- [Given instruction] Quote the records word for word, starting at the line containing "One point belongs to each instance of the dappled" and ending at the line containing "[[118, 185]]", with both of those lines included.

━━━━━━━━━━

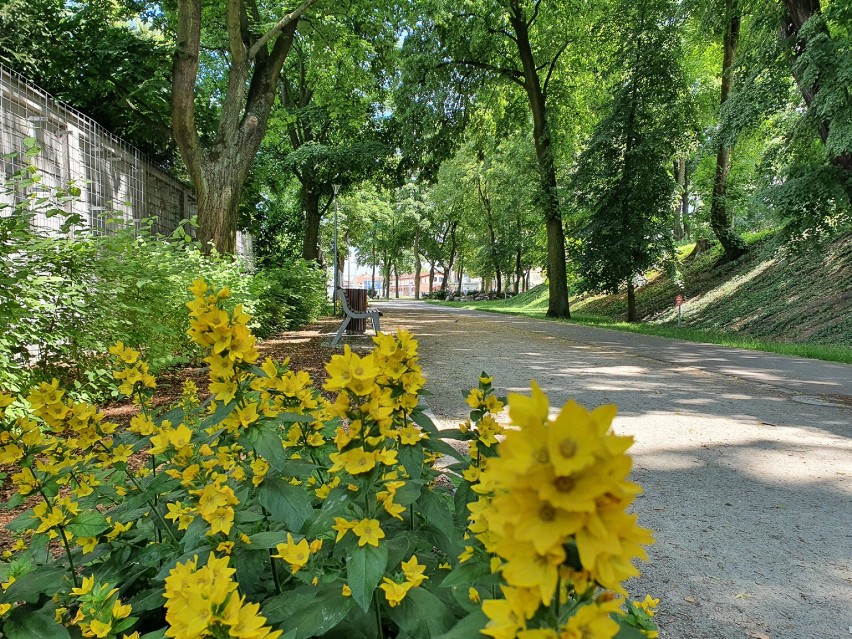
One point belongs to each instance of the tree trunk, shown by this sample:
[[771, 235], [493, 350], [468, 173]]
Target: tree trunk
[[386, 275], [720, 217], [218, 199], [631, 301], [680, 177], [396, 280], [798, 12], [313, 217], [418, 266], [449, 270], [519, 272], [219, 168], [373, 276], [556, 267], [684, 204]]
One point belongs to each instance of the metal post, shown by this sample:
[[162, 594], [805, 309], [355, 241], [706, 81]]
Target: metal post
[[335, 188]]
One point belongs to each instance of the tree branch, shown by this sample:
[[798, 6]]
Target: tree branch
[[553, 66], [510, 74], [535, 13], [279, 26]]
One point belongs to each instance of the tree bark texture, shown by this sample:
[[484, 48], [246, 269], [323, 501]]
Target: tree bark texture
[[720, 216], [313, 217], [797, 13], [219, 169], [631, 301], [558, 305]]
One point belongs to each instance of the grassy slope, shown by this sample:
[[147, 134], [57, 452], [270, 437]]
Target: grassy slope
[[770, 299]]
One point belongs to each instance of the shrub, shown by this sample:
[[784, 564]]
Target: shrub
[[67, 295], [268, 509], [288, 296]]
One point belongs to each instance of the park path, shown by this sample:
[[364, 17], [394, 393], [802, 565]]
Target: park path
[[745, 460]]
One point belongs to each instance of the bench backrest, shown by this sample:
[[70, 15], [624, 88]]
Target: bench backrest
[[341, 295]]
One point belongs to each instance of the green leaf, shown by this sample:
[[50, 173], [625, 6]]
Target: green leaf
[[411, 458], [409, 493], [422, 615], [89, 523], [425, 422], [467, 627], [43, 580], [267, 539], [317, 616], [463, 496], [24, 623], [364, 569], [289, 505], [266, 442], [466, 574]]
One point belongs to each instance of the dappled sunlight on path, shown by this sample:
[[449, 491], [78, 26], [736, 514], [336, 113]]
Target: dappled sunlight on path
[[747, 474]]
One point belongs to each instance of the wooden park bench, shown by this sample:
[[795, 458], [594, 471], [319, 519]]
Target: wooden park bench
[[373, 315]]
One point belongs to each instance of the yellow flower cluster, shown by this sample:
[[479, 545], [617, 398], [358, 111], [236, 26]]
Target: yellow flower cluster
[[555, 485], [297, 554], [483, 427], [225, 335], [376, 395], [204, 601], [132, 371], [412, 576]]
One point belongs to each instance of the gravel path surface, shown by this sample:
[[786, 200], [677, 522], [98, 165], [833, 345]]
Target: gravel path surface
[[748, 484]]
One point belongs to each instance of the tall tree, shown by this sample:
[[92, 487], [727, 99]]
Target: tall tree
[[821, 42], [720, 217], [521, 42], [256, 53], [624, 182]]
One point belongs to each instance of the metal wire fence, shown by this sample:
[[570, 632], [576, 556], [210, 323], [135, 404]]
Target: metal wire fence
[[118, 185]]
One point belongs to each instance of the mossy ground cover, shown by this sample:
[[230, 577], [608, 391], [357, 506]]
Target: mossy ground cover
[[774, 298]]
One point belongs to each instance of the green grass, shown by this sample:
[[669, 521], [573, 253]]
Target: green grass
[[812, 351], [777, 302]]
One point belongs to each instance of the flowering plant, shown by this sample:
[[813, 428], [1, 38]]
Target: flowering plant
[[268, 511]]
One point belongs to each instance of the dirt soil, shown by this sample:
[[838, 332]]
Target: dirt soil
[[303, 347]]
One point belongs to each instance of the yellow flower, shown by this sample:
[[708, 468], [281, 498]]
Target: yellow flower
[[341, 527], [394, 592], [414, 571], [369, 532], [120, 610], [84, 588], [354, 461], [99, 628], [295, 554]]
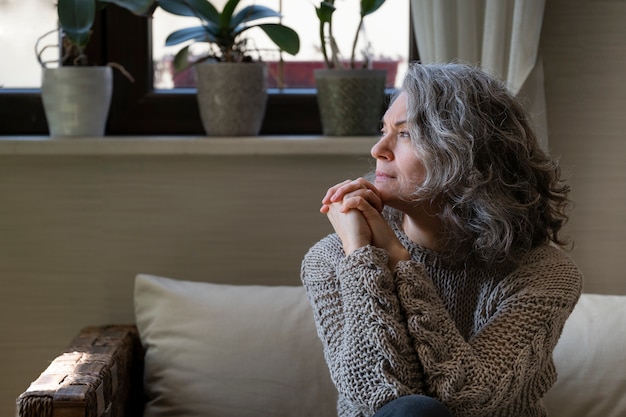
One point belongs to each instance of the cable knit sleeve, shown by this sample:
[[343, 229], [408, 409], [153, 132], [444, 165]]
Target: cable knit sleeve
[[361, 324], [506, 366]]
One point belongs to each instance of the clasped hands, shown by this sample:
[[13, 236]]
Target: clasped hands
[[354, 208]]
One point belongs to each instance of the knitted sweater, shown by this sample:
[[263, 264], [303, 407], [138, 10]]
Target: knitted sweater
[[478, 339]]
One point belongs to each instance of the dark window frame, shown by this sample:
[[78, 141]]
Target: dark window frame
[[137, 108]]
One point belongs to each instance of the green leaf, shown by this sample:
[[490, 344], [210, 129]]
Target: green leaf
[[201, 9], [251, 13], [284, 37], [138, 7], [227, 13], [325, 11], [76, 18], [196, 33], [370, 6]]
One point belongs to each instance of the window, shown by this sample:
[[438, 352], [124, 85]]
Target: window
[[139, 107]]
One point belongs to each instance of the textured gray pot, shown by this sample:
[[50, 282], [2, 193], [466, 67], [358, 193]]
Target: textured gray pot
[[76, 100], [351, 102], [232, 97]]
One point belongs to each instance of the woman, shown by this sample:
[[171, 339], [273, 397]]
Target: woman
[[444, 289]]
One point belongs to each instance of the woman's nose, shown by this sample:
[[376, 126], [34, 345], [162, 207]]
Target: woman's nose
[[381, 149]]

━━━━━━━━━━

- [Exercise response]
One point belongs to each instance of the dappled sunlight on path, shown by this sample:
[[449, 491], [78, 26], [736, 514], [336, 113]]
Target: dappled sunlight on path
[[747, 474]]
One point belongs to each instance of the wooden park bench, shown by this sample:
[[795, 458], [594, 471], [319, 519]]
Target: wooden park bench
[[373, 315]]
One point belongs to each instance of the yellow flower cluster, shown by this sample:
[[479, 545], [617, 398], [358, 111], [236, 26]]
Target: yellow flower cluster
[[555, 485], [297, 554], [483, 427], [225, 335], [376, 395], [204, 601], [132, 371], [412, 576]]
One point belongs to each instance of the gravel path surface, shown by this sample:
[[786, 200], [677, 522], [98, 165], [833, 345]]
Target: gravel path surface
[[748, 484]]
One point belongs to each instance of the tall tree, shown by this sample:
[[92, 487], [727, 99]]
Target: tall tree
[[821, 42], [720, 217], [521, 42], [256, 53], [624, 182]]
One point belongs to each instance of the metal wire fence, shown by this sample:
[[570, 632], [576, 556], [210, 323], [135, 404]]
Target: metal wire fence
[[118, 185]]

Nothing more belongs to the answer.